• _Given problem_:
List every line in the data that contains the string "building", matching case exactly.
** Start **
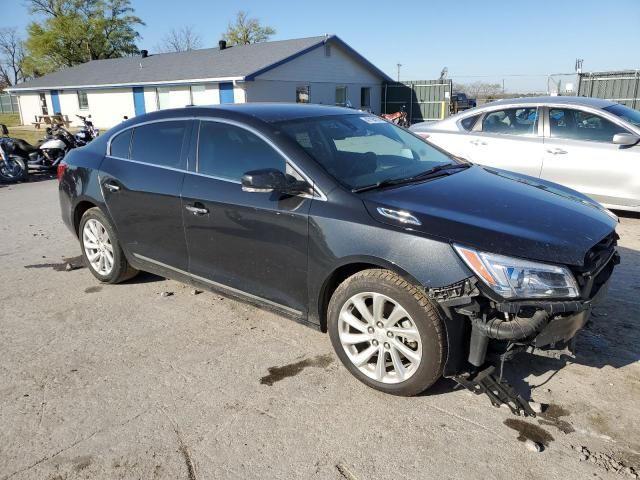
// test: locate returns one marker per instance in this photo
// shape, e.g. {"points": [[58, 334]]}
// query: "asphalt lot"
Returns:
{"points": [[120, 381]]}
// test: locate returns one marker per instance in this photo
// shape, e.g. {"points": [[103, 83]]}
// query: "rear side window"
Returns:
{"points": [[120, 145], [578, 125], [229, 152], [469, 122], [158, 143], [512, 121]]}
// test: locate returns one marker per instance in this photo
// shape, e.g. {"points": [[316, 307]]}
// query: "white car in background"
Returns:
{"points": [[587, 144]]}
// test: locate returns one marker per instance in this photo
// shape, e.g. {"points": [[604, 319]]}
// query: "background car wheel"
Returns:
{"points": [[101, 250], [387, 333]]}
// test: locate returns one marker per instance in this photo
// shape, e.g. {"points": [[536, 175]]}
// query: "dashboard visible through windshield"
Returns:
{"points": [[364, 150]]}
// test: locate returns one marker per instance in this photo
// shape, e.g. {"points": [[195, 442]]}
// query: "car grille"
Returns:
{"points": [[598, 266]]}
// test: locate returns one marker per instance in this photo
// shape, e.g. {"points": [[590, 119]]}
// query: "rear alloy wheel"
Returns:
{"points": [[387, 333], [101, 250]]}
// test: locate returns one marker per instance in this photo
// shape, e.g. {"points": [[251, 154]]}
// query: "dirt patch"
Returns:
{"points": [[279, 373], [67, 264], [529, 431], [551, 417]]}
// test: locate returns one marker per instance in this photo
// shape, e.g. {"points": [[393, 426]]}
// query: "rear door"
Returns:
{"points": [[141, 181], [580, 154], [255, 243], [508, 138]]}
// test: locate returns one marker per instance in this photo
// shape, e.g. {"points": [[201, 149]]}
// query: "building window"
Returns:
{"points": [[302, 94], [43, 104], [365, 97], [162, 97], [341, 96], [83, 101]]}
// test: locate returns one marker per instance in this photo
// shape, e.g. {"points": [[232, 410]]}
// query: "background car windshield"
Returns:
{"points": [[361, 150], [629, 114]]}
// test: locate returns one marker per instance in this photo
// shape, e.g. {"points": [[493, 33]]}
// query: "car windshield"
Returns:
{"points": [[628, 114], [363, 151]]}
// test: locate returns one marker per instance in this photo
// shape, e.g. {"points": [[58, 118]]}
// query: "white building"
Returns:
{"points": [[308, 70]]}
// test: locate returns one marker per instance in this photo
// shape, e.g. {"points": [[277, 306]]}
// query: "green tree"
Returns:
{"points": [[247, 30], [77, 31]]}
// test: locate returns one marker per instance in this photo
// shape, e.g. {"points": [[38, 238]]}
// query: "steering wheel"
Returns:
{"points": [[366, 157]]}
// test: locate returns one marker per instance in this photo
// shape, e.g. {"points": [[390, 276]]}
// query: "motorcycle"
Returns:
{"points": [[88, 131], [12, 167], [47, 153], [399, 118]]}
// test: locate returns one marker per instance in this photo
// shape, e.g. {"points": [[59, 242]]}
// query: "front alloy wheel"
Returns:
{"points": [[386, 332], [379, 337]]}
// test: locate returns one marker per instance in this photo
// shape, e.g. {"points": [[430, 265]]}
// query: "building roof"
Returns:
{"points": [[240, 62]]}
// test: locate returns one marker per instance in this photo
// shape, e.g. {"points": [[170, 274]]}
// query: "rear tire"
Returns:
{"points": [[19, 171], [101, 250], [387, 333]]}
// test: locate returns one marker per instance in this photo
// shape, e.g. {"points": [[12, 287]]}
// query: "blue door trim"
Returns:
{"points": [[226, 92], [138, 101], [55, 102]]}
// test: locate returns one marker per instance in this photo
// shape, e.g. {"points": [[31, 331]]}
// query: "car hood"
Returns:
{"points": [[501, 212]]}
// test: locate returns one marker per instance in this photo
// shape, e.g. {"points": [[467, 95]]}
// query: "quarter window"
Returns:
{"points": [[159, 143], [341, 96], [578, 125], [120, 145], [228, 152], [302, 94], [83, 101], [512, 121]]}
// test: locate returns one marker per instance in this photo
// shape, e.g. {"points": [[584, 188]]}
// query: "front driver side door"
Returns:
** End **
• _Exercise result_:
// query: "building window"
// query: "white building"
// query: "building roof"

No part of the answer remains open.